● **PROBLEM**: Below is a block of data; give all of it again word for word.

(Stored data entries)
——————————

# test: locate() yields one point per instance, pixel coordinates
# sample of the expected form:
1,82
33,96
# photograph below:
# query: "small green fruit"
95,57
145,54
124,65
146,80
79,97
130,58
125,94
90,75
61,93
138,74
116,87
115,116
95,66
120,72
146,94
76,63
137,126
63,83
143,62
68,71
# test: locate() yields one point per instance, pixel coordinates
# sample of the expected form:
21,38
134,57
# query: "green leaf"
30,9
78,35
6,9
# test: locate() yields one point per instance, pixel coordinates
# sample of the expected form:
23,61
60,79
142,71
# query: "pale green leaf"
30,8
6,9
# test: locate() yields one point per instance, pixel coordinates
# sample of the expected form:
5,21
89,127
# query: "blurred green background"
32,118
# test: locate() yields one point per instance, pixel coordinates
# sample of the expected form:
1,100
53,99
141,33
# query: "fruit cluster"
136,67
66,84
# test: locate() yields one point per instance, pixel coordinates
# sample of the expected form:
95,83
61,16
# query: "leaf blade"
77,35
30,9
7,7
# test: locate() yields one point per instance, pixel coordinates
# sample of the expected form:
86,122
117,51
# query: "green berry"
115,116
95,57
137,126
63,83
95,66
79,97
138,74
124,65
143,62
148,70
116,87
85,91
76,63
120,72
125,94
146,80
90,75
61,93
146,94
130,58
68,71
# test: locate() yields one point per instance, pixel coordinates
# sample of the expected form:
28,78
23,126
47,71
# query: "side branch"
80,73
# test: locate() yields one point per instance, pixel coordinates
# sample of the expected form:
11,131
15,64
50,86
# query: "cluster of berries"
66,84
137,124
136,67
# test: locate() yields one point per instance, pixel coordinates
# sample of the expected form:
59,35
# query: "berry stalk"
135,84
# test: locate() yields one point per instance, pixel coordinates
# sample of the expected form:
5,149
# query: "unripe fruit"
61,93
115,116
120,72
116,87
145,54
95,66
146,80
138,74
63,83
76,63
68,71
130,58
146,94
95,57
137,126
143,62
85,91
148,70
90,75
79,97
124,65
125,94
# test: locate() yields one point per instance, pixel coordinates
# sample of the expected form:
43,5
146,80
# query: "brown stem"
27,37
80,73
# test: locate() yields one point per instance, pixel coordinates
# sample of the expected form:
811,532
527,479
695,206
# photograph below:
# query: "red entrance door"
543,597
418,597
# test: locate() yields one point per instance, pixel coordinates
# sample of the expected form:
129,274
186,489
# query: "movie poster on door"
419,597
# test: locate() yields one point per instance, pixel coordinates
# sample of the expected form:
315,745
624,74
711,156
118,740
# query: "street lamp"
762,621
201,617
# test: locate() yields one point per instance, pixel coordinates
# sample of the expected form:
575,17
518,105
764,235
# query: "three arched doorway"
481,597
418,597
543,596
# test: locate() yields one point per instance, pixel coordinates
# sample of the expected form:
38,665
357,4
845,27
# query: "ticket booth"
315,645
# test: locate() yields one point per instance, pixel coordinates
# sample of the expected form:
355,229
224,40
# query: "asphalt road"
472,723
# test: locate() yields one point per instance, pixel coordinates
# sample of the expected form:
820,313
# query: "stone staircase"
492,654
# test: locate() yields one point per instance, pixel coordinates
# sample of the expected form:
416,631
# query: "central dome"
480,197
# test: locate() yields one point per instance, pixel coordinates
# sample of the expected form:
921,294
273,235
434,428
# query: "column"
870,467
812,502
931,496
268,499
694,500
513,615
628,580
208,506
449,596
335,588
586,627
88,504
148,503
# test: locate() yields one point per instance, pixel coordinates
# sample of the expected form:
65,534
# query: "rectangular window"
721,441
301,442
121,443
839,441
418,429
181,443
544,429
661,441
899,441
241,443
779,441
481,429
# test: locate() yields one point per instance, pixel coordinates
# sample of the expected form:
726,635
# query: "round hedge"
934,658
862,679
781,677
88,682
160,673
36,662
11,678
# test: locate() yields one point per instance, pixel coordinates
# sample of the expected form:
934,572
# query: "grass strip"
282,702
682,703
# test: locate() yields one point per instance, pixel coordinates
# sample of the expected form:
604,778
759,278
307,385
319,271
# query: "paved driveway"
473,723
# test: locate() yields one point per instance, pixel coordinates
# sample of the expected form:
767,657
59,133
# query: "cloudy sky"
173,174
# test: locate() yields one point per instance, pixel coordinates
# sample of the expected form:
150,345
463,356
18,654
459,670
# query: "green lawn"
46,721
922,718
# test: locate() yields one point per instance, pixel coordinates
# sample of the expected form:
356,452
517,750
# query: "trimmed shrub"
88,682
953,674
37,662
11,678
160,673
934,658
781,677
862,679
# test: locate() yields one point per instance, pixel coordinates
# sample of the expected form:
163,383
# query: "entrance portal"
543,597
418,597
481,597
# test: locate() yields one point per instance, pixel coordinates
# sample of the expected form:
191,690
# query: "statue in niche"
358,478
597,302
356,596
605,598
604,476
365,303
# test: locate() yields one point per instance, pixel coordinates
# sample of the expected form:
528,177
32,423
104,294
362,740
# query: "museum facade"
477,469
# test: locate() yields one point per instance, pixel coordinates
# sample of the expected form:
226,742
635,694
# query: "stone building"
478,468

——————————

● **ANSWER TO THIS TASK**:
# test: locate() yields one point per instance, pixel coordinates
# sample of the expected form:
1,82
33,96
# photograph below:
# query: "small green fruit"
95,57
145,54
124,65
146,80
79,97
130,58
125,94
90,75
61,93
138,74
116,87
115,116
95,66
120,72
146,94
76,63
137,126
63,83
143,62
68,71
# test: locate() yields one point per instance, pixel coordinates
# sample of the expected form:
21,38
134,57
# query: "green leaf"
30,9
78,35
6,9
# test: locate() yields one point per instance, pixel coordinates
# sample of the expected form:
23,61
60,79
142,71
# query: "pale green leaf"
30,8
6,9
# test: locate() yields one point per instance, pixel coordinates
# sample of the expected form:
5,21
89,127
# query: "blurred green background"
32,118
# test: locate() yields one point per instance, pixel coordinates
# sample of the expected form:
1,100
53,99
141,33
# query: "fruit cluster"
136,67
66,84
# test: locate() yields one point per instance, pixel coordinates
# sample of the expected form:
95,83
61,16
# query: "leaf blade"
77,35
30,9
7,7
# test: locate() yields one point per instance, pixel coordinates
# sample of the expected form:
86,122
117,51
# query: "green berry"
115,116
95,57
137,126
63,83
95,66
79,97
138,74
124,65
143,62
148,70
116,87
85,91
76,63
120,72
125,94
146,80
90,75
61,93
146,94
130,58
68,71
# test: locate() yields one point per instance, pixel coordinates
# sample of the expected form:
28,78
23,126
47,71
# query: "side branch"
80,73
# test: locate() yields one point per instance, pixel coordinates
# sample of the expected form:
11,131
15,64
50,86
# query: "cluster of berries"
66,84
137,124
136,67
# test: locate() yields one point per instance, pixel coordinates
# sample of the expected form:
59,35
# query: "berry stalk"
135,84
# test: locate() yields one point per instance, pixel coordinates
# sample of the expected form:
5,149
# query: "unripe fruit"
61,93
115,116
120,72
116,87
145,54
95,66
146,80
138,74
63,83
76,63
68,71
130,58
146,94
95,57
137,126
143,62
85,91
148,70
90,75
79,97
124,65
125,94
# test: locate() yields one point per instance, pixel coordinates
# sample of the expected form:
43,5
146,80
# query: "brown stem"
27,37
80,73
# test: locate() yields one point per instance, pixel coordinates
# sample of the expected form:
811,532
527,479
695,206
# photograph below:
# query: "red entrance door"
543,597
418,597
# test: locate() yields one point per instance, pixel coordinates
# sample of the expected form:
129,274
186,489
# query: "movie poster on door"
419,597
# test: locate() yields one point per instance, pixel coordinates
# sample of the expected form:
315,745
624,74
711,156
118,740
# query: "street lamp"
762,621
201,617
# test: locate() yields one point per instance, pixel coordinates
# sample of the expected form:
575,17
518,105
764,235
# query: "three arched doorway"
481,597
418,597
543,596
# test: locate() yields one point per instance, pixel coordinates
# sample of the expected form:
38,665
357,4
845,27
# query: "ticket booth"
315,645
# test: locate() yields one point per instance, pixel coordinates
# sample of the expected form:
355,229
224,40
# query: "asphalt road"
472,723
# test: locate() yields one point per instance, pixel coordinates
# sample of the expected form:
820,313
# query: "stone staircase"
492,654
# test: locate() yields one point per instance, pixel coordinates
# sample of the expected form:
416,631
# query: "central dome"
480,197
# test: locate() yields one point per instance, pixel coordinates
# sample of the expected form:
921,294
273,235
434,428
# query: "column"
870,467
812,502
931,496
268,499
694,500
513,615
628,580
208,506
449,596
335,588
586,627
88,504
148,503
# test: locate() yields one point per instance, pixel coordinates
# sample of the expected form:
65,534
# query: "rectangular window"
721,441
301,442
121,443
839,441
418,429
181,443
544,429
661,441
899,441
241,443
779,441
481,429
# test: locate() yields one point per instance, pixel coordinates
# sample of the expected form:
726,635
# query: "round hedge"
934,658
862,679
781,677
88,682
160,673
36,662
11,678
# test: locate() yields one point per instance, pixel coordinates
# sample of the expected form:
934,572
# query: "grass strip"
282,702
682,703
# test: locate() yields one point per instance, pixel coordinates
# sample of the expected form:
604,778
759,278
307,385
319,271
# query: "paved driveway"
473,723
# test: locate() yields one point per instance, pixel coordinates
# sample of the expected form:
767,657
59,133
# query: "cloudy sky"
173,174
# test: locate() yields one point per instance, pixel coordinates
# sample of the expected form:
150,345
463,356
18,654
459,670
# query: "green lawn"
46,721
922,718
# test: locate() yields one point per instance, pixel coordinates
# sample of the expected form:
356,452
517,750
# query: "trimmed shrub"
88,682
953,674
37,662
11,678
160,673
934,658
781,677
862,679
# test: locate() yields one point per instance, pixel coordinates
# sample of the expected form:
163,383
# query: "entrance portal"
543,597
418,597
481,597
# test: locate() yields one point per instance, pixel coordinates
# sample of the expected form:
191,690
# query: "statue in niche"
358,478
597,302
356,596
605,598
604,476
365,303
# test: locate() yields one point per instance, pixel coordinates
# sample of the expected form:
528,177
32,423
104,294
362,740
# query: "museum facade"
477,469
# test: locate() yields one point per instance, pixel coordinates
# sample of the expected form:
226,742
635,694
# query: "stone building"
478,468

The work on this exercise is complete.